[ACTION ITEM] List each line in the rows below that contains the string "fill".
== SUPPLIED MATERIAL ==
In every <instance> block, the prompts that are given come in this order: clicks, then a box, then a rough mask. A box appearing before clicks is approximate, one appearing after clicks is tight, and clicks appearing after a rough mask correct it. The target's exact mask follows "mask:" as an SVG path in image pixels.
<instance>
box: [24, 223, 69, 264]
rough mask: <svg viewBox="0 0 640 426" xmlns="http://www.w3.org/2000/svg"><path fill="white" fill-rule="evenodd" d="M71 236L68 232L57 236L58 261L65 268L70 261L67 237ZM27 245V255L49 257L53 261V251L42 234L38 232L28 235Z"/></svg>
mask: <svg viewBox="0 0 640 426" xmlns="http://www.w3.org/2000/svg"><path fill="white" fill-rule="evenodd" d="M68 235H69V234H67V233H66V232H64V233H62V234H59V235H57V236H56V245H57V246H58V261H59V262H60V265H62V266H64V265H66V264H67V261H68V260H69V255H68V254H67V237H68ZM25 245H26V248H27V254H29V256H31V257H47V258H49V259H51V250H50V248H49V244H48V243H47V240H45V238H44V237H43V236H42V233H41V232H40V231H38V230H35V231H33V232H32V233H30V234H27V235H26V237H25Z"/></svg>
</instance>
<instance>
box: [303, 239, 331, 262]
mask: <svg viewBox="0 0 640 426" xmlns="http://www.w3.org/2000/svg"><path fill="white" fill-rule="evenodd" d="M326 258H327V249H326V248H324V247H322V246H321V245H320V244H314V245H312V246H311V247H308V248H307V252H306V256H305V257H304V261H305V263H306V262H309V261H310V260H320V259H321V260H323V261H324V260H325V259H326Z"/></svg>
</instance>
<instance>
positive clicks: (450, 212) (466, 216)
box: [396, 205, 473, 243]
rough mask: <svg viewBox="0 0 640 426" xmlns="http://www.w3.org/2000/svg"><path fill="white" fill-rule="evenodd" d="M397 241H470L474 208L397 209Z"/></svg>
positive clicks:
===
[EXPECTED ANSWER]
rough mask: <svg viewBox="0 0 640 426" xmlns="http://www.w3.org/2000/svg"><path fill="white" fill-rule="evenodd" d="M71 236L68 232L57 236L58 261L65 268L70 261L67 237ZM27 245V255L49 257L53 261V251L42 234L38 232L28 235Z"/></svg>
mask: <svg viewBox="0 0 640 426" xmlns="http://www.w3.org/2000/svg"><path fill="white" fill-rule="evenodd" d="M68 235H69V234H67V233H66V232H64V233H62V234H59V235H57V236H56V245H57V246H58V261H59V262H60V265H62V266H64V265H66V264H67V261H68V260H69V255H68V254H67V237H68ZM25 245H26V248H27V254H29V256H31V257H47V258H49V259H51V250H50V248H49V244H48V243H47V240H45V238H44V237H43V236H42V233H41V232H40V231H38V230H35V231H33V232H32V233H30V234H27V235H26V237H25Z"/></svg>
mask: <svg viewBox="0 0 640 426" xmlns="http://www.w3.org/2000/svg"><path fill="white" fill-rule="evenodd" d="M326 258H327V249H326V248H324V247H322V246H321V245H320V244H314V245H312V246H311V247H308V248H307V252H306V256H305V257H304V261H305V263H306V262H309V261H310V260H320V259H321V260H323V261H324V260H325V259H326Z"/></svg>
rough mask: <svg viewBox="0 0 640 426" xmlns="http://www.w3.org/2000/svg"><path fill="white" fill-rule="evenodd" d="M397 241H470L474 208L397 209Z"/></svg>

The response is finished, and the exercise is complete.